## EXERCISE TASK A:
Copy from the post about runtime increases everything from "Currently the device" down to "no rules processed.".

READING PASSAGE start

I've updated to the official build from 03.05.2021 during lunch break.

Unfortunately there still seem to be an issue with runtime increases that seem to be because of problems with the network connection:
Every now and then I see that runtime increases (with new build from 20 to 70%, with build from 12.2020 it goes from 15 to 60-90%).
Currently the device only reports its load/rssi/runtime to FHEM once a minute, the 2nd configured device is a switch that only reports on change (interval 0), which happens 6 times a day. No more devices are configured, no rules processed.
The FHEM-controller is configured to 150ms, queue-depth 5 and retries 5, timeout 50ms, no acknowledgement. Further I let the entries "expire" and "de-duplicate". As no other nodes face problems with FHEM-connection I do not think the root-cause of the problem is the FHEM-server.

READING PASSAGE end

## EXERCISE TASK B:
In the records, swap "landing gear wheel" for "landing gear tire" in everything from the line containing "mark the large" down to the end of the records. Give those lines again with nothing else changed.

EXERCISE INPUTS start

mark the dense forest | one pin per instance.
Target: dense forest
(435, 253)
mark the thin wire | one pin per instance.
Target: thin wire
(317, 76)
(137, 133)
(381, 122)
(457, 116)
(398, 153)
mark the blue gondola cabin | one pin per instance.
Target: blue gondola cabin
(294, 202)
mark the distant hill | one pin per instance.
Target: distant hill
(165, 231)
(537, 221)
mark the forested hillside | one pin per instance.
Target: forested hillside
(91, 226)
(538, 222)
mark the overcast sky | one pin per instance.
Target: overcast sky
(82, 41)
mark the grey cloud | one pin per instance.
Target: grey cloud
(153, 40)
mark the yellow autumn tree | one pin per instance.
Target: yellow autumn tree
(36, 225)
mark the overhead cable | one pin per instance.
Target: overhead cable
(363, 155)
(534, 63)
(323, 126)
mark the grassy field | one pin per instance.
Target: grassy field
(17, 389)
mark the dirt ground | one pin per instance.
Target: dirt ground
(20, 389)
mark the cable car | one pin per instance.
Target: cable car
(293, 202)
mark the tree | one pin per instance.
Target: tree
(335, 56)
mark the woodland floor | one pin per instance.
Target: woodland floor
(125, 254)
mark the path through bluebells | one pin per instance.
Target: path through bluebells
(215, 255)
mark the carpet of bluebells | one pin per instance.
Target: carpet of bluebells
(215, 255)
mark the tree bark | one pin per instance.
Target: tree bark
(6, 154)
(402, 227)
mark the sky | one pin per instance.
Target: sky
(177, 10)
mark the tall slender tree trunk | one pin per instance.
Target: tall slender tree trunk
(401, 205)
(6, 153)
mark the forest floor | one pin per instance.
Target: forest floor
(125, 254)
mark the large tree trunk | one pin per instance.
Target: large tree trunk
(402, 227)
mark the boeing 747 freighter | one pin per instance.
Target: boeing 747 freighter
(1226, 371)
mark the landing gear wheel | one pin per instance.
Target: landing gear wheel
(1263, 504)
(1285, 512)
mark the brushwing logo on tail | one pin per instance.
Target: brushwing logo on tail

EXERCISE INPUTS end

## RIGHT ANSWER A:
Currently the device only reports its load/rssi/runtime to FHEM once a minute, the 2nd configured device is a switch that only reports on change (interval 0), which happens 6 times a day. No more devices are configured, no rules processed.

## RIGHT ANSWER B:
mark the large tree trunk | one pin per instance.
Target: large tree trunk
(402, 227)
mark the boeing 747 freighter | one pin per instance.
Target: boeing 747 freighter
(1226, 371)
mark the landing gear tire | one pin per instance.
Target: landing gear tire
(1263, 504)
(1285, 512)
mark the brushwing logo on tail | one pin per instance.
Target: brushwing logo on tail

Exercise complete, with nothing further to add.